▸ **Page excerpt**

━━━━━━

U.S. meets its match in China
Published 12:00 am Monday, January 31, 2011
By David Post
Wall Street can do it. Wall Street owes us. After all, we’re in this mess because of Wall Street. If Wall Street can take a batch of loans from nannies and strawberry pickers who buy $700,000 houses on $14,000 annual incomes with no down payment and convince the world that the batch is no more risky than U.S. Treasury securities, it can do anything.
What does Wall Street do best? Mergers and acquisitions that are synergistic. Win-win situations where both parties win.
Wall Street can help the nation balance its budget. How? Easy. Put together a deal merging the United States and China into one nation.
The U.S. needs China to make stuff for it. China needs U.S. consumers to buy the stuff it makes. The U.S. buys a lot of stuff from China. Then China sends the money right back, admittedly as a loan, but it does send it back.
The U.S. hates taxes. China probably has no taxes — it already owns everything. U.S. manufacturers like low-cost land, lower regulatory restrictions and cheap labor. China has all that.

━━━━━━

▸ **Provided material**
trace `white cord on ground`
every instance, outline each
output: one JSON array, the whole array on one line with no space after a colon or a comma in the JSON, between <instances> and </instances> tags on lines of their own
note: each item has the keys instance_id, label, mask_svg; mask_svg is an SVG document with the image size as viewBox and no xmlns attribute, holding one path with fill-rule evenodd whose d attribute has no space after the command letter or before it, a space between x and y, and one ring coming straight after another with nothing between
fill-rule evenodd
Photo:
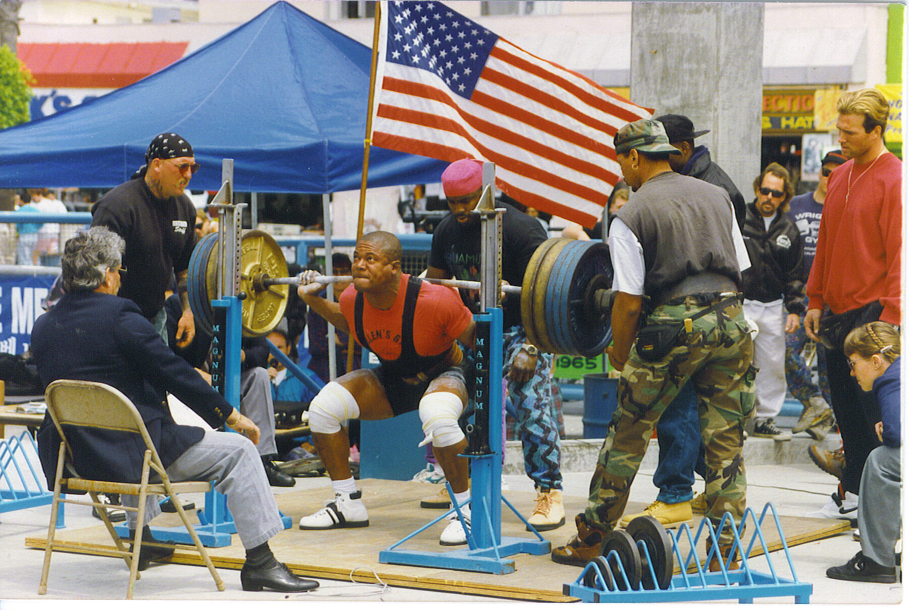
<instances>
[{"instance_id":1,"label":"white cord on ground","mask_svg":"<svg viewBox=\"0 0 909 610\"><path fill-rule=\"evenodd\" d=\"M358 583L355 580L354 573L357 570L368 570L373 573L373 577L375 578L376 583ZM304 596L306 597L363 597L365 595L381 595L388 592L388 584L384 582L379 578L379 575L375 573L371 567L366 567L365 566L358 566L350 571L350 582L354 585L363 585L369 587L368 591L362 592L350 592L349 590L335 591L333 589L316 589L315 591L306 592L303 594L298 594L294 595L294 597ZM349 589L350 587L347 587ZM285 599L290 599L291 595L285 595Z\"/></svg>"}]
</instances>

━━━━━━

▸ **Exercise description**
Rewrite the stretch of the column on the U.S. and China from "Wall Street can help" through "send it back.", substituting "goods" for "stuff".

▸ **Solution**
Wall Street can help the nation balance its budget. How? Easy. Put together a deal merging the United States and China into one nation.
The U.S. needs China to make goods for it. China needs U.S. consumers to buy the goods it makes. The U.S. buys a lot of goods from China. Then China sends the money right back, admittedly as a loan, but it does send it back.